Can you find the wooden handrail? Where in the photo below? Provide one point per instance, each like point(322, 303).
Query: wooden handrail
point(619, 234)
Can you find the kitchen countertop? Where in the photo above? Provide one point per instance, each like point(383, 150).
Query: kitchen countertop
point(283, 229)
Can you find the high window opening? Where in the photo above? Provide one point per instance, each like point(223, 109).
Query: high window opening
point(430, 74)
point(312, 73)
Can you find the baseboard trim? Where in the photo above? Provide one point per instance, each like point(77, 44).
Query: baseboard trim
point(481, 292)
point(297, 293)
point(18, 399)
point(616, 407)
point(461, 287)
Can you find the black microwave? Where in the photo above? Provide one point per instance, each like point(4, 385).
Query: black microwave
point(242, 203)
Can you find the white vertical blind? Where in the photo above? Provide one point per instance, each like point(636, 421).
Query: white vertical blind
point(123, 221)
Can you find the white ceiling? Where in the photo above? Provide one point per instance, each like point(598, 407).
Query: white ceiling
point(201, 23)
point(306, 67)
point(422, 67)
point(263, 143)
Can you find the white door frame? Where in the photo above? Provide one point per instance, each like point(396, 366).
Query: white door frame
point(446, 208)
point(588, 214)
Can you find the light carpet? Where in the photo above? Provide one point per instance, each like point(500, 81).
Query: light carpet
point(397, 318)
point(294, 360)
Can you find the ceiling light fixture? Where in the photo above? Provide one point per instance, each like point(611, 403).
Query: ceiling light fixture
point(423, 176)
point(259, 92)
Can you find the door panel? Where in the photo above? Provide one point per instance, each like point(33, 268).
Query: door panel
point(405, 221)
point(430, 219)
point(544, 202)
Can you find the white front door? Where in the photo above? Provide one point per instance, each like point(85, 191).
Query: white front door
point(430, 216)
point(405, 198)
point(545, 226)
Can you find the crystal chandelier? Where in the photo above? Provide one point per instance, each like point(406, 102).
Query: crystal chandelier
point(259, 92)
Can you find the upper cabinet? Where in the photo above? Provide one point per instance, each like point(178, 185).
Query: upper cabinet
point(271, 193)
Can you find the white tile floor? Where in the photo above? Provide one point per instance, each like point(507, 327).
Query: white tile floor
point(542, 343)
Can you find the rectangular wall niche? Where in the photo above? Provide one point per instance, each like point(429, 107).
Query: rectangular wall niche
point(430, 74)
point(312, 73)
---
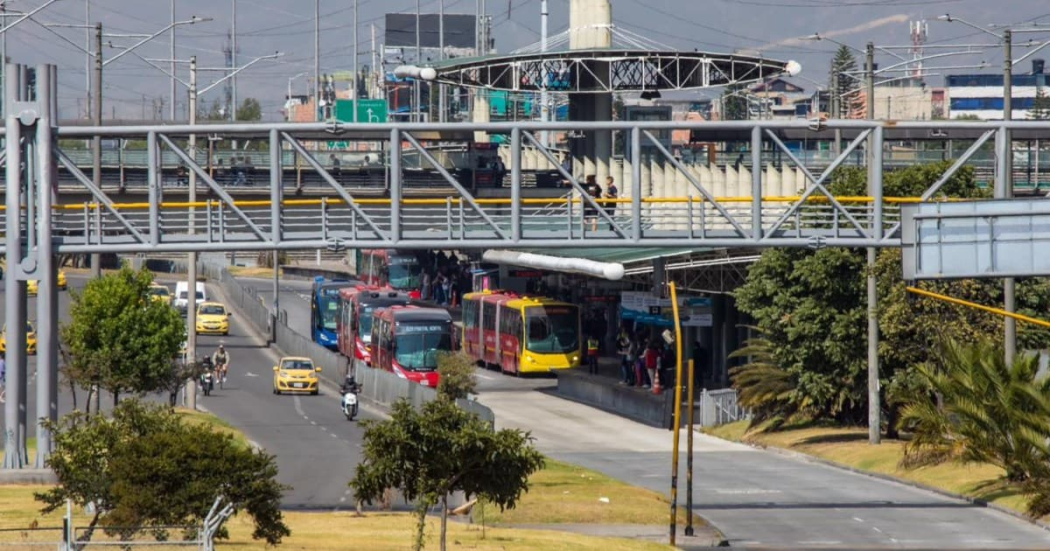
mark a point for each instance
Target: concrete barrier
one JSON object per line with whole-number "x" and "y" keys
---
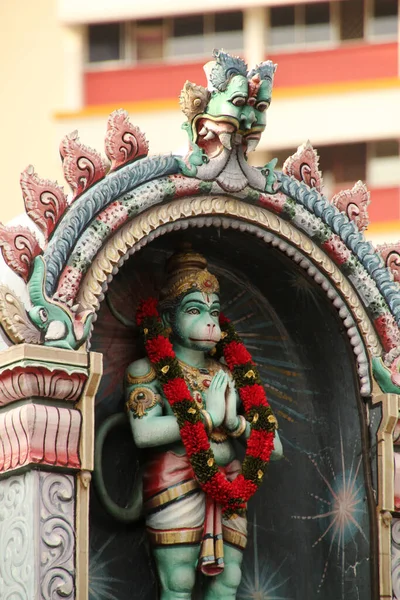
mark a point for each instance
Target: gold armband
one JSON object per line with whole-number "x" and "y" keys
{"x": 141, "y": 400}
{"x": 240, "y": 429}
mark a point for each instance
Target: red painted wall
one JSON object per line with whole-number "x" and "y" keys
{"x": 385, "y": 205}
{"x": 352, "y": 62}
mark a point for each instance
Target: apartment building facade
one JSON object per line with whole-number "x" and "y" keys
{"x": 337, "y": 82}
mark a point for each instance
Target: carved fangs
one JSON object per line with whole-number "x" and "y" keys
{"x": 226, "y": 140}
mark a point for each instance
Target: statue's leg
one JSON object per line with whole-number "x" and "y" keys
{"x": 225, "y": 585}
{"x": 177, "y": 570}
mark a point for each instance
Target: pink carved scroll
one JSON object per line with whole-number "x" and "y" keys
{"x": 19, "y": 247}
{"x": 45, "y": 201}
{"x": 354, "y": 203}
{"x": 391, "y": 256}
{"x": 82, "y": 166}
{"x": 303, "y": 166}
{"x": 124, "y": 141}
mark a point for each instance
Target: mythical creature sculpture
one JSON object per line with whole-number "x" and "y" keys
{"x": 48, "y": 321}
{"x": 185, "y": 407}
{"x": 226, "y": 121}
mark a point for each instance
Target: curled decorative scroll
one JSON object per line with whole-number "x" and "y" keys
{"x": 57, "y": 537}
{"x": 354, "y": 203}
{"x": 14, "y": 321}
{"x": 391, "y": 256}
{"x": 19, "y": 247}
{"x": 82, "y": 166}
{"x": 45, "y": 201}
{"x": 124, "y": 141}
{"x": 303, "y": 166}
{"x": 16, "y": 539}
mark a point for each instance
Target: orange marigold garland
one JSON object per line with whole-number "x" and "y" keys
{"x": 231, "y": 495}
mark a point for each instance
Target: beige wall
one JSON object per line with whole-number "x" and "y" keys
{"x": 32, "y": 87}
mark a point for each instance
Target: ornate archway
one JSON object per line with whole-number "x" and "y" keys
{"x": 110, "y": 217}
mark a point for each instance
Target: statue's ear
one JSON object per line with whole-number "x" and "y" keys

REQUIREMENTS =
Output the stretch of lines from the line that contains "Can you find the light" through the line that contains "point(545, 226)", reproducing each one without any change.

ANSWER TO THIS TASK =
Can you find the light carpet? Where in the photo above? Provide one point per instance, each like point(500, 81).
Query: light carpet
point(397, 318)
point(294, 360)
Can you find the ceiling light fixture? Where in the photo above? Provide one point per instance, each like point(611, 403).
Query: ceiling light fixture
point(423, 176)
point(259, 92)
Can you find the door panel? Where in the photo above? Provide one point per instance, each like point(33, 268).
Query: door panel
point(405, 221)
point(430, 219)
point(544, 202)
Can you find the white front door? Where in the photo above? Provide one point per instance, each like point(85, 191).
Query: white front door
point(430, 216)
point(405, 198)
point(545, 226)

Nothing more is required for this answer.